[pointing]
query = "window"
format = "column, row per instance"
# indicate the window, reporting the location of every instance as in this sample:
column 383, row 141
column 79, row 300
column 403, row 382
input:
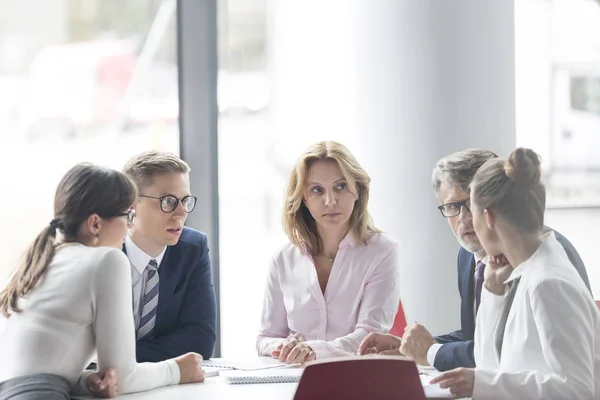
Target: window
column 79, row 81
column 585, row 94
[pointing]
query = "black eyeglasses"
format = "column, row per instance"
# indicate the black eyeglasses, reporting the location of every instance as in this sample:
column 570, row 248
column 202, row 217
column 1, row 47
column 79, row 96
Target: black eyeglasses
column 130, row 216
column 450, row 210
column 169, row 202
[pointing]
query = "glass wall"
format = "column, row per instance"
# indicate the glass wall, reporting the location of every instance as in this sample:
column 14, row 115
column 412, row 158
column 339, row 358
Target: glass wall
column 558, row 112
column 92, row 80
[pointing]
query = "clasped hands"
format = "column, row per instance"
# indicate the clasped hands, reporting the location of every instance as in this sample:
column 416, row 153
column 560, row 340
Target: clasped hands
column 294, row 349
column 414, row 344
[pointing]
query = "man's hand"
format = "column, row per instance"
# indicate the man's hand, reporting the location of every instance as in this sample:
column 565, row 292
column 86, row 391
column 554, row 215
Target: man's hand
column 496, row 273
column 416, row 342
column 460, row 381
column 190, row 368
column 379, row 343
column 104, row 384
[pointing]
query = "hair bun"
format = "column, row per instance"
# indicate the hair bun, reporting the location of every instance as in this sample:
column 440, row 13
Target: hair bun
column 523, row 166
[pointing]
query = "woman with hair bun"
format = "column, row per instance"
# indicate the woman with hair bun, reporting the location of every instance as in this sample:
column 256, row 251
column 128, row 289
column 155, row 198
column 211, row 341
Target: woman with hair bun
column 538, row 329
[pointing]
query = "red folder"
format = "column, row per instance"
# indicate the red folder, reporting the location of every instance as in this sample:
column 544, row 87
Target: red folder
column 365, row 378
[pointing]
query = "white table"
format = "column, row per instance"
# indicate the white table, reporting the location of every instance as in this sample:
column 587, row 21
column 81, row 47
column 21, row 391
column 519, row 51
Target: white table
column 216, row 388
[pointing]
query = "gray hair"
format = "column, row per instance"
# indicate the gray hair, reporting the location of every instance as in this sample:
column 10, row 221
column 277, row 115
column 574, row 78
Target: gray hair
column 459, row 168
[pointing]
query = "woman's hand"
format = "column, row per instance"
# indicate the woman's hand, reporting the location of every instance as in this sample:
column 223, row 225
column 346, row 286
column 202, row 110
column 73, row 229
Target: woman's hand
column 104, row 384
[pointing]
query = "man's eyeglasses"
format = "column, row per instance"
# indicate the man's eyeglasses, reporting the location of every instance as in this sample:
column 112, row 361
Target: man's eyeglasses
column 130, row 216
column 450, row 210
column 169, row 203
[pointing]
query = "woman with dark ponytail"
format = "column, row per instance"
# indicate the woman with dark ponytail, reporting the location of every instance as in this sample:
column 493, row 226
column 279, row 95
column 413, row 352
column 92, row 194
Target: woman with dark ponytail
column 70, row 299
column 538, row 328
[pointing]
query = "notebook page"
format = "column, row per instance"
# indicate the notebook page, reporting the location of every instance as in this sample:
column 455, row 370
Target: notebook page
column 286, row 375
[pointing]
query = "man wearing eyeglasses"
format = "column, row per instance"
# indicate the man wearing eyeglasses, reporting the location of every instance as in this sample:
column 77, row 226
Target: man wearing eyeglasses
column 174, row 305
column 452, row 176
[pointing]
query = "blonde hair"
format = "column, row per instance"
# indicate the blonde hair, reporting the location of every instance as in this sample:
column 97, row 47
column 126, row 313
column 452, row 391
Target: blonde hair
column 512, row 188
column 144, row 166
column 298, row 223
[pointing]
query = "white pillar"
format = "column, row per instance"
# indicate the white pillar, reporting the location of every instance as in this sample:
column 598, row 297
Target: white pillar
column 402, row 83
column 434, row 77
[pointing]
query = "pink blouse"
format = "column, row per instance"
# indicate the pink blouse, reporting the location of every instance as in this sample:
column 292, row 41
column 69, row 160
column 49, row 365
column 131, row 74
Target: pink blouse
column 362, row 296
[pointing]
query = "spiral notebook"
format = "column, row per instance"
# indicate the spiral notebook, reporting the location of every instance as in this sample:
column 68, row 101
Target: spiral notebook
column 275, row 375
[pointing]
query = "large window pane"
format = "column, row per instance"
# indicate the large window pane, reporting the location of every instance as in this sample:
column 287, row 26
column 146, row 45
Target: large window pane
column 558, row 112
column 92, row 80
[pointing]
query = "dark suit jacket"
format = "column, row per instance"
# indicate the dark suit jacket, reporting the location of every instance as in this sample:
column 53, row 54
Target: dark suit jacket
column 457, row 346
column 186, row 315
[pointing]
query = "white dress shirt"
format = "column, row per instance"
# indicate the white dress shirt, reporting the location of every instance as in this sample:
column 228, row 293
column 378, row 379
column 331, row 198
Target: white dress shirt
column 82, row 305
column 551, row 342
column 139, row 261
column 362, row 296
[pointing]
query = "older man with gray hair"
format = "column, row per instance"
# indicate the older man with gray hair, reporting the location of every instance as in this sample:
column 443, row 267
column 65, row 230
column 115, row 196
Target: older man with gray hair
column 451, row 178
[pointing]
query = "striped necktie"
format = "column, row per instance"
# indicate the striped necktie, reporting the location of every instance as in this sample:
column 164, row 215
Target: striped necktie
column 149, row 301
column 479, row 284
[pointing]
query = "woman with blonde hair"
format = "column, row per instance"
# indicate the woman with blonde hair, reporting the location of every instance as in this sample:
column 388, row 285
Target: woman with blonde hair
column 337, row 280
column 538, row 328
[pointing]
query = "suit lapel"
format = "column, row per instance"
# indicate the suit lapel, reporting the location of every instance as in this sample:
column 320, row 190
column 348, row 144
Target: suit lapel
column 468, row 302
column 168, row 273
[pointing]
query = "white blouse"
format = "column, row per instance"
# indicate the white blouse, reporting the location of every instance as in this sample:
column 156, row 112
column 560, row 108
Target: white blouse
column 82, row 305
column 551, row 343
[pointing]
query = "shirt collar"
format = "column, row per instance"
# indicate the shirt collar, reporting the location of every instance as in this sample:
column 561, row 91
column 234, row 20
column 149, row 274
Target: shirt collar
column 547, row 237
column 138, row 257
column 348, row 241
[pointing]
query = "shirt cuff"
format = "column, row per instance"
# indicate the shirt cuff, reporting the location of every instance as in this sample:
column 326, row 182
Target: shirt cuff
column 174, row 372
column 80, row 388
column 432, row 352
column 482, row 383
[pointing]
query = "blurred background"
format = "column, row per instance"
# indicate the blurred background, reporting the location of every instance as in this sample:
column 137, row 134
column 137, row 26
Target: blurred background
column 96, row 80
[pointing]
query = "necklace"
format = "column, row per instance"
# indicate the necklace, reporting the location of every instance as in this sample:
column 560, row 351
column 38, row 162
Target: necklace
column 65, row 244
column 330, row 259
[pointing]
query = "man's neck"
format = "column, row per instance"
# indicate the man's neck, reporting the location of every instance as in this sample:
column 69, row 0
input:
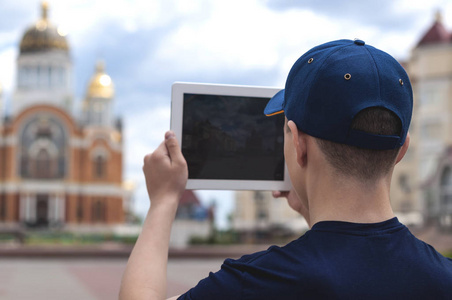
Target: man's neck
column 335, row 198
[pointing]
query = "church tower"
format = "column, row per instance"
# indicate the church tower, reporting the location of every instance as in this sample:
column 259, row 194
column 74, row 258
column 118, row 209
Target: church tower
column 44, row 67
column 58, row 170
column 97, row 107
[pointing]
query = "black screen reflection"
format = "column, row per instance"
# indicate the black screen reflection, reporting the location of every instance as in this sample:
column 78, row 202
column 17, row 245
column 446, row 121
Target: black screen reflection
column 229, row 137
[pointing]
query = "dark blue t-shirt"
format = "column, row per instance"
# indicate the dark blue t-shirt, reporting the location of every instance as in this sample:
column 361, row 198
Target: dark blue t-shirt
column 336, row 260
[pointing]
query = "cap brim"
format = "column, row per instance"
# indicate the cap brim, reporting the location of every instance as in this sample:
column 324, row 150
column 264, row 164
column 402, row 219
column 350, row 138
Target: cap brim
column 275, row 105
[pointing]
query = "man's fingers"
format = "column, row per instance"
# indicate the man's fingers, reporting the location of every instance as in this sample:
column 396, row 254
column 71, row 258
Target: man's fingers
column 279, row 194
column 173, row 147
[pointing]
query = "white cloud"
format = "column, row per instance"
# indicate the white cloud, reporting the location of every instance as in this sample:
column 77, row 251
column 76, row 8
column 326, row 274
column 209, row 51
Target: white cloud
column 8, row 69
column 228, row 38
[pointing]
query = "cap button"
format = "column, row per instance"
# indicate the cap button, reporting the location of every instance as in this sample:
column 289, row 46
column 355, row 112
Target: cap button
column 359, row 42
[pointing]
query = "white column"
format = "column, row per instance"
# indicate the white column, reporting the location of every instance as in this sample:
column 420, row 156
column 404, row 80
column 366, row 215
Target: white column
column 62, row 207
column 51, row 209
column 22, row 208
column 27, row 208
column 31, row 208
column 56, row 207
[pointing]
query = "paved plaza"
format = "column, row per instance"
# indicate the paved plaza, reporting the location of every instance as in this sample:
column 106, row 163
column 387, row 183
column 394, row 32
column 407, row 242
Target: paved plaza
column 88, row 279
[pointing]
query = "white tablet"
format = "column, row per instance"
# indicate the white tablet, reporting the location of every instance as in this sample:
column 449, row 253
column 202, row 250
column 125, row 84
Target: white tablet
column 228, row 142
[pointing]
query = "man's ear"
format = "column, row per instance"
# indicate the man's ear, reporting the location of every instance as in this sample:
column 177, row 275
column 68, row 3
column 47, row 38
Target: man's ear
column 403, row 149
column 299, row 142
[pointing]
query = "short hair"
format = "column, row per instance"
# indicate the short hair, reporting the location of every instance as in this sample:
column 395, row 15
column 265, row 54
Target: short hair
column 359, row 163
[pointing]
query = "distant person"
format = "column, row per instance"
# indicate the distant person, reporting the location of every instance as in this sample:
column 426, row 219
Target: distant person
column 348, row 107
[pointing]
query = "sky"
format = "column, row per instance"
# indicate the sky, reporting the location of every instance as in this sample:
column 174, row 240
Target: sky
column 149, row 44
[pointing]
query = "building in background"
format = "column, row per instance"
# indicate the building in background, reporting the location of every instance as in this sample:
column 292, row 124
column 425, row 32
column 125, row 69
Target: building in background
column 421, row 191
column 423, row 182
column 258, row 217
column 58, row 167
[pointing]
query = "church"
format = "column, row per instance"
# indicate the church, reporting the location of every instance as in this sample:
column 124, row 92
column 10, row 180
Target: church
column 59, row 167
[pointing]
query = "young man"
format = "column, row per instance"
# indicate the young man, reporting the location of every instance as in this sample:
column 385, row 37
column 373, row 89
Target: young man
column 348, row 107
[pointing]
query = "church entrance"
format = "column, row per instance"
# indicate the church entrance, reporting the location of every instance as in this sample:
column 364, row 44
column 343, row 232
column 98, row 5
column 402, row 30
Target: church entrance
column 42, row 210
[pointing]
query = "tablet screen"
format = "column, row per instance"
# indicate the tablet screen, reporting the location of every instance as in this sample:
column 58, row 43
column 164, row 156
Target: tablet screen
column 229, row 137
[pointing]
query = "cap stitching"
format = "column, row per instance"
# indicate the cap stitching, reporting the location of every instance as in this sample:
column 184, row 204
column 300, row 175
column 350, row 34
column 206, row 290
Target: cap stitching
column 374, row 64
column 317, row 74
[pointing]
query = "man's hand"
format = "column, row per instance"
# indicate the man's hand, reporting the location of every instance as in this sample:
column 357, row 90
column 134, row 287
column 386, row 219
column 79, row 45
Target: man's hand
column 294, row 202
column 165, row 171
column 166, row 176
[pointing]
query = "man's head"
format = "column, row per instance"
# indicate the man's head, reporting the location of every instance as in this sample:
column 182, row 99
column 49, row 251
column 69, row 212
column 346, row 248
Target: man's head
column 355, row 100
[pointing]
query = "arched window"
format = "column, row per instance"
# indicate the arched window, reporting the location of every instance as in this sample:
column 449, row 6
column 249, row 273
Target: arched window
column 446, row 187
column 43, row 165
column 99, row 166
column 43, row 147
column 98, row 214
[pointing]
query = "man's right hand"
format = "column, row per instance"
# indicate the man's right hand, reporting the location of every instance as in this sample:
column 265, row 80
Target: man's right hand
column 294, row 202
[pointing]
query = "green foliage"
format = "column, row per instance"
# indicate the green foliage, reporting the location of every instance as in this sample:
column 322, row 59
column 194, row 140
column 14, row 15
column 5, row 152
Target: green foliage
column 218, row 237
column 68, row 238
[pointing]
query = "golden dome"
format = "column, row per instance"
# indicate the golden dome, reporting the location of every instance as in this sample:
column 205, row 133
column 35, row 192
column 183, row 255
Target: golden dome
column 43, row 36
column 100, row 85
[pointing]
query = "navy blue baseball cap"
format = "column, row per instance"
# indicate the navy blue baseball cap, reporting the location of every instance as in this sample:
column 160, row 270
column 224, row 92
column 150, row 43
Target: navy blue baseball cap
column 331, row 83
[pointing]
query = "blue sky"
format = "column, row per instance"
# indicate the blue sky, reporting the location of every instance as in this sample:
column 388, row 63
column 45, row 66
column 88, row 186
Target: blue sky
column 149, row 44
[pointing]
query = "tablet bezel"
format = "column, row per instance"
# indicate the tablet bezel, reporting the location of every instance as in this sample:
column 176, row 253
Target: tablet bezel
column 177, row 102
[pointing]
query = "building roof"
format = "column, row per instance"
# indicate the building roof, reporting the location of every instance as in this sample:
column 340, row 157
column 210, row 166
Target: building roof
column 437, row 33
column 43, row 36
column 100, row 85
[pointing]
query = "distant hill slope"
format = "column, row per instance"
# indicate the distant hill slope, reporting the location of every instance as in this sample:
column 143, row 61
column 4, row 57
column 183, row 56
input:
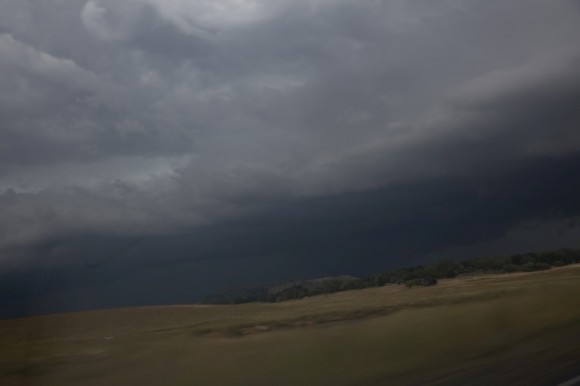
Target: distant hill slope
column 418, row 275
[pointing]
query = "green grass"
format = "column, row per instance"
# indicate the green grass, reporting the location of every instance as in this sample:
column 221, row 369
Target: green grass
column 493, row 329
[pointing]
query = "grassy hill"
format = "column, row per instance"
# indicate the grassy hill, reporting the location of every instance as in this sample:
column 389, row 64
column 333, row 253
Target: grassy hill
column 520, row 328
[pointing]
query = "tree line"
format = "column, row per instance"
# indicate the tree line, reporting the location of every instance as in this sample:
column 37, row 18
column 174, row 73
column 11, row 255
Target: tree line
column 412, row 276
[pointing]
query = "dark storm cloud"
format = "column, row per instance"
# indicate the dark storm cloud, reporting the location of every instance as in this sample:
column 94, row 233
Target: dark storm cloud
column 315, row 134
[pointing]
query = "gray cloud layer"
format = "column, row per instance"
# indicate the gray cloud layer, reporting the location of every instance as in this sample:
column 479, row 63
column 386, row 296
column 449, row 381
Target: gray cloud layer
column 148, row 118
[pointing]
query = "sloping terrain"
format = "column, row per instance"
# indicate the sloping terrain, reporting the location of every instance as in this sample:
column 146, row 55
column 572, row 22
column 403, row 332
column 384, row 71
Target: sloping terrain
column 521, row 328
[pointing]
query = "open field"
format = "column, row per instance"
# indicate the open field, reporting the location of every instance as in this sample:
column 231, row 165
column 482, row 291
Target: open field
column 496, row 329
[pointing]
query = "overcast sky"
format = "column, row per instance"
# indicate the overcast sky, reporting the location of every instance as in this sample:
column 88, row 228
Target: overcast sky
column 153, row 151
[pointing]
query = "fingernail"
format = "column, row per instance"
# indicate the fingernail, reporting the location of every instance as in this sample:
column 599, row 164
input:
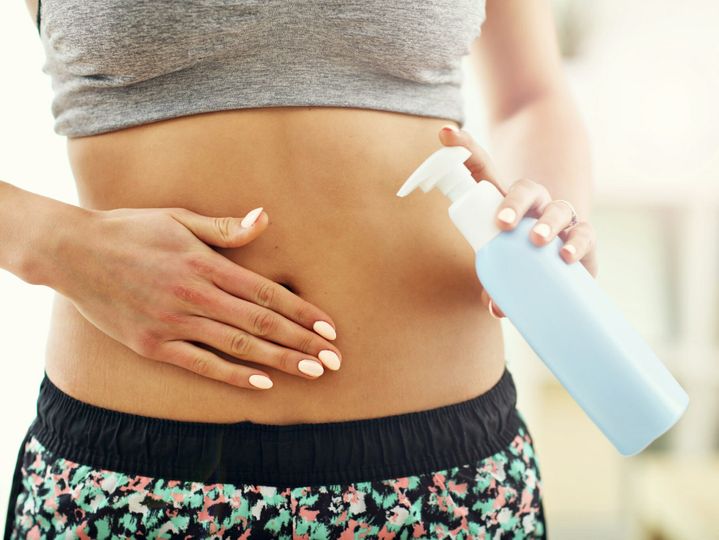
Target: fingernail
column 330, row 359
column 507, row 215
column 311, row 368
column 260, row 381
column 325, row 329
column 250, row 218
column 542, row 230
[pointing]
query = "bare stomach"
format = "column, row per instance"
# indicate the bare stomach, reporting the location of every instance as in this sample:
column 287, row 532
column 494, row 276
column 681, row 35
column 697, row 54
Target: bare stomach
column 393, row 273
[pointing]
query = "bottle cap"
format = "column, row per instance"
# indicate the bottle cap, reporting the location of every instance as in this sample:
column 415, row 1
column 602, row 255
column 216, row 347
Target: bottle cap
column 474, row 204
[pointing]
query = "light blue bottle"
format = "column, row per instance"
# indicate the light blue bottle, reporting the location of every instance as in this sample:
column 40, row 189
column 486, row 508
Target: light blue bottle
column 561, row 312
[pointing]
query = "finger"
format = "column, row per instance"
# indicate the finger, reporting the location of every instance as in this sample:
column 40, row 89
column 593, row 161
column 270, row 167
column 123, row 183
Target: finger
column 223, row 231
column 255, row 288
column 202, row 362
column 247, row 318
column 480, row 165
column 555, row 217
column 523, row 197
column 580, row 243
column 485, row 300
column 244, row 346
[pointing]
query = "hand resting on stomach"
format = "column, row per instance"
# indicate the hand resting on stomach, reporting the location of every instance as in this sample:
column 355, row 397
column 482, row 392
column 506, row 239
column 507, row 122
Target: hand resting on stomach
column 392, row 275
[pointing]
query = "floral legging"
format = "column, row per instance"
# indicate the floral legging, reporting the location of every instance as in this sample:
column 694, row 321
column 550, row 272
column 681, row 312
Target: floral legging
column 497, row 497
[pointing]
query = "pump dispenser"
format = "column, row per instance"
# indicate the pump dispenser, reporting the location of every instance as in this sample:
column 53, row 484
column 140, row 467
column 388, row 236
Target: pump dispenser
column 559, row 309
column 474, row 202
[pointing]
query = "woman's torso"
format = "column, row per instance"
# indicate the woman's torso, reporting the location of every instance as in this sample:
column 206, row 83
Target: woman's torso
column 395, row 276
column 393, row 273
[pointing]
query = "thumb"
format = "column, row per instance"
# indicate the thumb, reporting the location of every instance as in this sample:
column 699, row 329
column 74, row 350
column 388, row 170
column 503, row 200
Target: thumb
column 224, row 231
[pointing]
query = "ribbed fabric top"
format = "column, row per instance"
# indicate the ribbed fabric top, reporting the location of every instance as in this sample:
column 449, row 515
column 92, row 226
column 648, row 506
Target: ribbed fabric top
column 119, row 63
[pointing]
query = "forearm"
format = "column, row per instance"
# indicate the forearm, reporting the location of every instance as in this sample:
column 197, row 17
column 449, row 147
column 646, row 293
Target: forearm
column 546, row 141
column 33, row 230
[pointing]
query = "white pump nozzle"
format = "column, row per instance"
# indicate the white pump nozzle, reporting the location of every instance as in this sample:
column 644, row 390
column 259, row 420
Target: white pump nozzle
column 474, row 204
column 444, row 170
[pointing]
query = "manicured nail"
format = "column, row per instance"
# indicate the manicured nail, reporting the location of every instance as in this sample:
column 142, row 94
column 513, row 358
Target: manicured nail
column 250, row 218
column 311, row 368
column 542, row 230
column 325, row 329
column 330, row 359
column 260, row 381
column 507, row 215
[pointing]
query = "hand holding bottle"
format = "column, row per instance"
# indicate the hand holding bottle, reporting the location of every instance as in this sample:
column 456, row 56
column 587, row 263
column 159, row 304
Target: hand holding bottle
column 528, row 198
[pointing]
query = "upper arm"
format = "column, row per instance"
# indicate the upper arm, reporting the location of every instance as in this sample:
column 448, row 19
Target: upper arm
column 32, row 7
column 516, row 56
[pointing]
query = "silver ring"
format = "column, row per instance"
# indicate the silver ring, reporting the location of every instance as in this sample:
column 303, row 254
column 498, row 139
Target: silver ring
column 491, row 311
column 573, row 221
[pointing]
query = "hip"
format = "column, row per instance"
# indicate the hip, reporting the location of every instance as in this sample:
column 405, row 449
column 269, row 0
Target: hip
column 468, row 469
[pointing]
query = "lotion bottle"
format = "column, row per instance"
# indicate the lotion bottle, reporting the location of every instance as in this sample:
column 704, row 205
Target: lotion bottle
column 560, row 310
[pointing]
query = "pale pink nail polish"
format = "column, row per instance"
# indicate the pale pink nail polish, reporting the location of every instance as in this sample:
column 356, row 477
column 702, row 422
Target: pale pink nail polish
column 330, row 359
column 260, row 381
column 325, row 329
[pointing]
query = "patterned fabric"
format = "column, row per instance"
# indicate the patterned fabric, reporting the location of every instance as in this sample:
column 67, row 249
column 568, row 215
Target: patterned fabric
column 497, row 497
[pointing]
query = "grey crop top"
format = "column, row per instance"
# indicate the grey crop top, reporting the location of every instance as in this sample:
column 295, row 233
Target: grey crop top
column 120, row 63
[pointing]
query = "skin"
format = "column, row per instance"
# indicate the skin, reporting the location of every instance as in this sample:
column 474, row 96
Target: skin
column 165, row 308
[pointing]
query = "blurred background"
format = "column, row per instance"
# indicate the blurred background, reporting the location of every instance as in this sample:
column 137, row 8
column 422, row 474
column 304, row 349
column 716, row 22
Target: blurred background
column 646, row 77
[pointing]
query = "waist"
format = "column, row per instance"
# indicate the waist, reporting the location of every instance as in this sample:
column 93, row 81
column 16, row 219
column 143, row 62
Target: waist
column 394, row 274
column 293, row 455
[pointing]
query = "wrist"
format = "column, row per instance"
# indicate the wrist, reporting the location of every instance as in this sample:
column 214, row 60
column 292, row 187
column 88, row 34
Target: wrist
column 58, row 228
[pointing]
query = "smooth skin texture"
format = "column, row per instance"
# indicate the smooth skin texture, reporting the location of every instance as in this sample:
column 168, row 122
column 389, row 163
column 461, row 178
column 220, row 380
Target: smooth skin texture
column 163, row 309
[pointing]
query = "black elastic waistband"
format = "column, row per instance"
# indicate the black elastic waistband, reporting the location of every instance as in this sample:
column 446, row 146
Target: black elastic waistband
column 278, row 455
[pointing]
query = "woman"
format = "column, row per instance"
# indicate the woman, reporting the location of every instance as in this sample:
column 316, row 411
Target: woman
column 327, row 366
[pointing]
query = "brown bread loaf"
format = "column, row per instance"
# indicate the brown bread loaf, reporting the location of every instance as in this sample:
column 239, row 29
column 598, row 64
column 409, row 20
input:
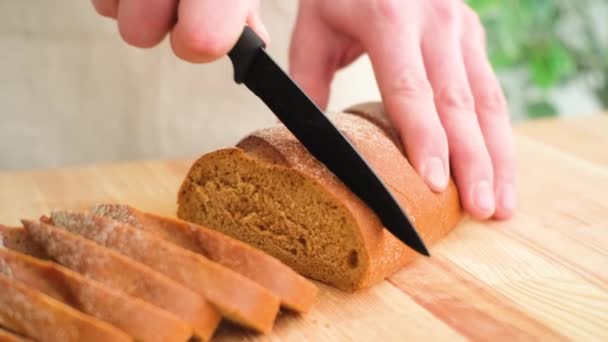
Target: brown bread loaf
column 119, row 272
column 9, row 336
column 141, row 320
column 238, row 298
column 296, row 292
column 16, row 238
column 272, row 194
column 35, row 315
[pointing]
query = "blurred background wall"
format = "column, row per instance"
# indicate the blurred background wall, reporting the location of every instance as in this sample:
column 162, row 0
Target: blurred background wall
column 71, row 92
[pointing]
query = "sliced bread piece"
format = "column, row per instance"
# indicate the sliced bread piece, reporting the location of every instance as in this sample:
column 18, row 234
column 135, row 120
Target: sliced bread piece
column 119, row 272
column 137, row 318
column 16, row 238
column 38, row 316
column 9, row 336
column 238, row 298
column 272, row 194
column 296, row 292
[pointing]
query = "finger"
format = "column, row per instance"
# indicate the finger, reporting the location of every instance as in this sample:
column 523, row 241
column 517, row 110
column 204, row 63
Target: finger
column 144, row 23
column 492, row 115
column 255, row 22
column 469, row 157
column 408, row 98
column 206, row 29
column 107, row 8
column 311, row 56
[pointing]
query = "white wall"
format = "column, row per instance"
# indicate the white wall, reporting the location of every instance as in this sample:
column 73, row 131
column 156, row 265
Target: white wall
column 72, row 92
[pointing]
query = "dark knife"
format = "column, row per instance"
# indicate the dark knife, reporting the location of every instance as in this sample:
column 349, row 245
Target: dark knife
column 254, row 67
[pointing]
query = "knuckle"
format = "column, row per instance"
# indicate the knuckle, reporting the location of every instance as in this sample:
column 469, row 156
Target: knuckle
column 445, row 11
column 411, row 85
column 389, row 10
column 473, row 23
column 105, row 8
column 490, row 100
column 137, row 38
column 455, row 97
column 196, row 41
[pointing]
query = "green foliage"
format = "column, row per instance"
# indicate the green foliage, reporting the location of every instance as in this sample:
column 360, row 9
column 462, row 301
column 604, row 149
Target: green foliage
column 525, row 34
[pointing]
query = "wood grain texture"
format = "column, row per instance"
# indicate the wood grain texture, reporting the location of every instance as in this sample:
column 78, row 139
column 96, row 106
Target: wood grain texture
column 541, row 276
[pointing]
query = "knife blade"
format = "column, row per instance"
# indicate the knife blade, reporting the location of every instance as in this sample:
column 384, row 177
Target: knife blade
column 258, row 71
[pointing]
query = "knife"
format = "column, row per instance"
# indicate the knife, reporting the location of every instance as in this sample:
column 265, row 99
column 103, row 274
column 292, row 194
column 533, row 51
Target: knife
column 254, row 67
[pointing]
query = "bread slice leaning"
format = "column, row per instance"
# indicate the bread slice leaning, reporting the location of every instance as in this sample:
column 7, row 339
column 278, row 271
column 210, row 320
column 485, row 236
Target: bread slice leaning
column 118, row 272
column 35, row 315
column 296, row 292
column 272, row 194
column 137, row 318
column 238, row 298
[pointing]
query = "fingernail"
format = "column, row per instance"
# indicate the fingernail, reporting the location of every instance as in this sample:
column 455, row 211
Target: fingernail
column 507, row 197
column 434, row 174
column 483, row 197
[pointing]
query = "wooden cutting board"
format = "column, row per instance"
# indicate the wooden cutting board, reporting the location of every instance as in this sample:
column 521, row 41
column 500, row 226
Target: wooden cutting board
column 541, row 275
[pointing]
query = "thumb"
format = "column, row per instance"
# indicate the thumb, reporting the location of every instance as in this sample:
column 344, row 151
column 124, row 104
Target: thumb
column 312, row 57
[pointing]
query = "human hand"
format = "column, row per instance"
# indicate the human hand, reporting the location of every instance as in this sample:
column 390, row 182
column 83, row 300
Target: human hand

----

WHAT IS BEING ASKED:
Render the records from their first line through the line containing "column 414, row 344" as a numbered list, including both ends. Omit blank lines and leave out the pictures.

THE ANSWER:
1. [pointing]
2. query = "window"
3. format = "column, row per instance"
4. # indicate the window, reporting the location of every instance as in this sample:
5. column 383, row 141
6. column 79, row 300
7. column 403, row 382
8. input:
9. Target: window
10. column 79, row 81
11. column 585, row 94
12. [pointing]
13. query = "black eyeglasses"
14. format = "column, row per instance"
15. # indicate the black eyeglasses, reporting the location of every instance as in this sample:
16. column 570, row 248
17. column 202, row 217
18. column 1, row 47
19. column 79, row 96
20. Target: black eyeglasses
21. column 130, row 216
22. column 450, row 210
23. column 169, row 202
24. [pointing]
25. query = "glass wall"
26. format = "column, row per instance"
27. # indicate the glass wall, reporting the location of every instance as in this sample:
28. column 14, row 115
29. column 412, row 158
30. column 339, row 358
31. Target: glass wall
32. column 558, row 112
33. column 92, row 80
34. [pointing]
35. query = "clasped hands"
36. format = "column, row per instance"
37. # indicate the clasped hands, reporting the location of every instance as in this sample:
38. column 416, row 153
39. column 560, row 340
40. Target: clasped hands
41. column 294, row 349
42. column 414, row 344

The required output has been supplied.